_Text shown_
____
We know from remote sensing and satellite imagery that there are a lot of natural seeps in the Gulf of Mexico. It’s quite an active area, but these seeps are spread over the entire Gulf of Mexico and occur rather slowly. A couple of the biggest oil seeps in the world have been studied in great detail, including one off the coast of California that seeps about 100 barrels a day. The Deepwater Horizon leak is releasing 12,000 to 19,000 a day. That’s 3 to 12 times the amount of oil per day compared to all the seeps across the entire Gulf of Mexico.
Does that mean that sea life has a certain immunity to oil toxicity?
In a limited sense. There’s a substantial microbial community in the Gulf of Mexico water column that degrades oil. The existence of these microbes is probably due in part to the existence of these oil seeps. Presumably, some or a lot of the oil being released by the Deepwater Horizon is being degraded by these natural processes. The rate of such a sudden, concentrated, and massive event is certainly overwhelming to most natural mechanisms for oil dispersal and breakdown.
Some have painted ecological doomsday scenarios for the Gulf of Mexico. Could all this oil actually render the gulf no longer viable?
I doubt it. The amount of oil that’s in that field is in the order of tens of millions of barrels. If the leak completely drained this reservoir, and I’m not even sure a single well could do that, that would be a huge of amount of oil, but the Gulf of Mexico is a very large body of water. While that amount of oil would cause large-scale ecological harm, it seems a bit far-fetched that it would actually kill off the entire Gulf of Mexico.
____
_Entries supplied_
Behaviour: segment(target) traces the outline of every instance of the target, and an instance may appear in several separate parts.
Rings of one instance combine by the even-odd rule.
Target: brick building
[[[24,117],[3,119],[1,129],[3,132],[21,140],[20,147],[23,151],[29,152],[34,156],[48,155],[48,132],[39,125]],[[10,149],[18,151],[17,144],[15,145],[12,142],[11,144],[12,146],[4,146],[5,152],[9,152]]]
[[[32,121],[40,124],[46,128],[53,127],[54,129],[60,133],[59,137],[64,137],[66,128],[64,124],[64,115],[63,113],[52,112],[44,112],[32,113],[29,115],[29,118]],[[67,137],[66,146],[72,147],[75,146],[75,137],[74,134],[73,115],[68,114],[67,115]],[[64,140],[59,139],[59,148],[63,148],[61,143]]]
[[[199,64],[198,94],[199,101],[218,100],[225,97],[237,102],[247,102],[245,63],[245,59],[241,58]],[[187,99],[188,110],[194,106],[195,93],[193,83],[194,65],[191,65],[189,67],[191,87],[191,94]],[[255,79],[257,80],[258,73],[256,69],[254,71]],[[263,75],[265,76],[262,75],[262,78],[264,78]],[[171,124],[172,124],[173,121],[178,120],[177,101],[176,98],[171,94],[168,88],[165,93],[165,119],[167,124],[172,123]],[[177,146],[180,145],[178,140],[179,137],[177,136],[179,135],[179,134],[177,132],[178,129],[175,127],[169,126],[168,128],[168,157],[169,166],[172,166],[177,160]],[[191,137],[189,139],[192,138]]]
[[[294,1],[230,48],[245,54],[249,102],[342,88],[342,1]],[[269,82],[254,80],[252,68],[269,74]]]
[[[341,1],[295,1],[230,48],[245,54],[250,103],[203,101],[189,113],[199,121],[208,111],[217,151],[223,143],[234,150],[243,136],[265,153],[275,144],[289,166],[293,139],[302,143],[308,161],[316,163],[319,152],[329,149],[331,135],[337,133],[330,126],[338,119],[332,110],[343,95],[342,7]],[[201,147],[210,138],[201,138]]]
____
_What this exercise asks_
A. In the interview about oil in the Gulf of Mexico, translate this sentence into Spanish: "There’s a substantial microbial community in the Gulf of Mexico water column that degrades oil."
B. Carry the interview about the Deepwater Horizon leak and the Gulf of Mexico forward, starting after its final sentence.

_Solved problems_
A. Hay una comunidad microbiana considerable en la columna de agua del golfo de México que degrada el petróleo.

B.
What ecological impacts from the 1989 Exxon Valdez spill are we still dealing with?
What we know from the Exxon spill is that the ecosystem does recover, eventually. But we also know that there are some fairly long-lasting impacts. A number of the fisheries and bird populations that were impacted took several generations to recover. If you go to the shoreline of many of those areas and dig down with a shovel a foot or so and watch the water fill in, you’ll see oil on top of it. There’s oil still down in the sediment and in extreme weather, some of the oil can be reworked and reintroduced into the water column, where it can potentially have impact.
What does the public need to understand about the ramifications of this current spill?
The importance of wetlands. The environment supports human life in a lot of ways. We tend to think about that in terms of what we extract: wood, water, oil, coals, metals, fish. There’s also this vast array of ecosystem services that support human life: the provision of fresh water, nutrient cycling, a stable climate, pest control, pollination. Wetlands, per acre, are among the most important ecosystems on the planet. Louisiana has among the largest concentration of coastal wetlands in the world that support, among other things, one of the most productive fisheries in the world.
The Louisiana wetlands had been under siege by humans even before the oil spill. The oil companies have had their way in Louisiana for more than half a century in terms of exploring for oil and gas under the wetlands and in the coastal waters. A lot of the wetlands have been lost, converted to open water due to canals and other activity by the oil and gas companies and human activity in general. So this spill just adds insult to injury in terms of the loss of their importance.
And once wetlands are converted to open water, are they lost for good?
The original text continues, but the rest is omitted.